▶ DATASET ENTRIES
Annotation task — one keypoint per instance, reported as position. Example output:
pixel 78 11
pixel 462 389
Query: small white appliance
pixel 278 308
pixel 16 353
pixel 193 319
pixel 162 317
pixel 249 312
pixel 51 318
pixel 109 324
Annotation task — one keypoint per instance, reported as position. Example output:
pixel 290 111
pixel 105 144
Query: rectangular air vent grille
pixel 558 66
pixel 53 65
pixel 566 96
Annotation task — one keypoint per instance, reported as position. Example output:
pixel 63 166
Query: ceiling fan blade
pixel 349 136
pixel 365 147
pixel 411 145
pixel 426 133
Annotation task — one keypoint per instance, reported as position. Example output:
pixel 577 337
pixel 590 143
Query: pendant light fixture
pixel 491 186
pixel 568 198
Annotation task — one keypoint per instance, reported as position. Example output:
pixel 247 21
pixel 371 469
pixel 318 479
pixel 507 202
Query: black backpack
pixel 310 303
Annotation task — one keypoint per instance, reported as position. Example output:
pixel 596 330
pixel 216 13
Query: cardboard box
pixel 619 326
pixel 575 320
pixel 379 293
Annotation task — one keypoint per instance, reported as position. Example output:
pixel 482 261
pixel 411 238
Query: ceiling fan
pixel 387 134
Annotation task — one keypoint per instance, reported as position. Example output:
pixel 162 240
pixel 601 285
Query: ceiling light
--
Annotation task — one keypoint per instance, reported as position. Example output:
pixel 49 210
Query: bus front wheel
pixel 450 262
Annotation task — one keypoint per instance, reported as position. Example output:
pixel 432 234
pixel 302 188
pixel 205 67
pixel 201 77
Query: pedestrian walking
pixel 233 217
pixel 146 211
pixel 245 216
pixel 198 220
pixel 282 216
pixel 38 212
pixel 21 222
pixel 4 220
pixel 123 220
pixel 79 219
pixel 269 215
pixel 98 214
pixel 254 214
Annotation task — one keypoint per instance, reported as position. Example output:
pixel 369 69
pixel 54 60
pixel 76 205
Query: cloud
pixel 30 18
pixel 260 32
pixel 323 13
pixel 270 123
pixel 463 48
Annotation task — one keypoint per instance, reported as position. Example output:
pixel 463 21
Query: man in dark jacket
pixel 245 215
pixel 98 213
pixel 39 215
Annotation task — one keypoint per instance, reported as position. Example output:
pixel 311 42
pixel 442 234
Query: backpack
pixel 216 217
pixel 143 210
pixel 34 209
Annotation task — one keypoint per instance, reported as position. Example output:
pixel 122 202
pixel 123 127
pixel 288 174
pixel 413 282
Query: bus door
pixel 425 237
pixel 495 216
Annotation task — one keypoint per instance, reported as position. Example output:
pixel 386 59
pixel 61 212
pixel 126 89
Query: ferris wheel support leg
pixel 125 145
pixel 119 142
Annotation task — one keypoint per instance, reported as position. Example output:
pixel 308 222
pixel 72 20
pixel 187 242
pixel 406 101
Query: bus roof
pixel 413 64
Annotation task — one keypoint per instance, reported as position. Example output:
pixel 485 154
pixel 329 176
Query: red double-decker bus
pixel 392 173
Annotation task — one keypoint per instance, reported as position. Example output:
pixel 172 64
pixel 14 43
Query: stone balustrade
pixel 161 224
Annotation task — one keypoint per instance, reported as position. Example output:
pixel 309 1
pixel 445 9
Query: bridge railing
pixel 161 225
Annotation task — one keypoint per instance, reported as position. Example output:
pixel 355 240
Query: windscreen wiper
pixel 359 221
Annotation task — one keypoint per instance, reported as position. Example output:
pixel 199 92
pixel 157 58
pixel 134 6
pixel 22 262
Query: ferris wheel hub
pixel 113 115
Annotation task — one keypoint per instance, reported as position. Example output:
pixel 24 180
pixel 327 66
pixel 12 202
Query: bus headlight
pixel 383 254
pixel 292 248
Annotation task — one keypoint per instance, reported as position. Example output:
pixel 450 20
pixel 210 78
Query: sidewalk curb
---
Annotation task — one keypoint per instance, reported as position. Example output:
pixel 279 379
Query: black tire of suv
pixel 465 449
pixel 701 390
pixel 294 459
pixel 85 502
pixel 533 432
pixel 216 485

▶ EXERCISE DESCRIPTION
Output, from the data above, the lines from the line with "Query: man in dark jacket" to the line with "Query: sidewalk curb" exactly as they stand, both ends included and nothing else.

▶ RESPONSE AREA
Query: man in dark jacket
pixel 245 215
pixel 98 213
pixel 39 215
Annotation task — one keypoint per instance, reported as position. Example output:
pixel 311 42
pixel 442 234
Query: backpack
pixel 216 217
pixel 143 210
pixel 34 209
Annotation task — one keypoint per instance, reported as position. Example output:
pixel 122 202
pixel 123 127
pixel 288 174
pixel 413 282
Query: bus door
pixel 425 237
pixel 495 216
Annotation task — one keypoint per instance, reported as position. Example output:
pixel 386 59
pixel 61 212
pixel 126 89
Query: ferris wheel support leg
pixel 125 145
pixel 119 142
Annotation task — one keypoint per instance, reported as position. Example output:
pixel 308 222
pixel 72 20
pixel 187 242
pixel 406 101
Query: bus roof
pixel 413 64
Annotation task — one keypoint per instance, reported as position. Example output:
pixel 485 154
pixel 329 176
Query: red double-decker bus
pixel 392 173
Annotation task — one keypoint per instance, reported as position. Example output:
pixel 172 64
pixel 14 43
Query: stone balustrade
pixel 161 224
Annotation task — one keypoint per instance, reported as position. Example output:
pixel 309 1
pixel 445 9
Query: bridge railing
pixel 161 225
Annotation task — one keypoint per instance, reported as position. Example output:
pixel 355 240
Query: windscreen wiper
pixel 359 221
Annotation task — one keypoint per instance, reported as position. Example output:
pixel 199 92
pixel 157 58
pixel 134 6
pixel 22 262
Query: ferris wheel hub
pixel 113 115
Annotation task — one keypoint per instance, reported as position. Example output:
pixel 24 180
pixel 327 66
pixel 12 202
Query: bus headlight
pixel 383 254
pixel 292 248
Annotation task — one keypoint per instance, reported as position. Example output:
pixel 450 20
pixel 210 78
Query: sidewalk curb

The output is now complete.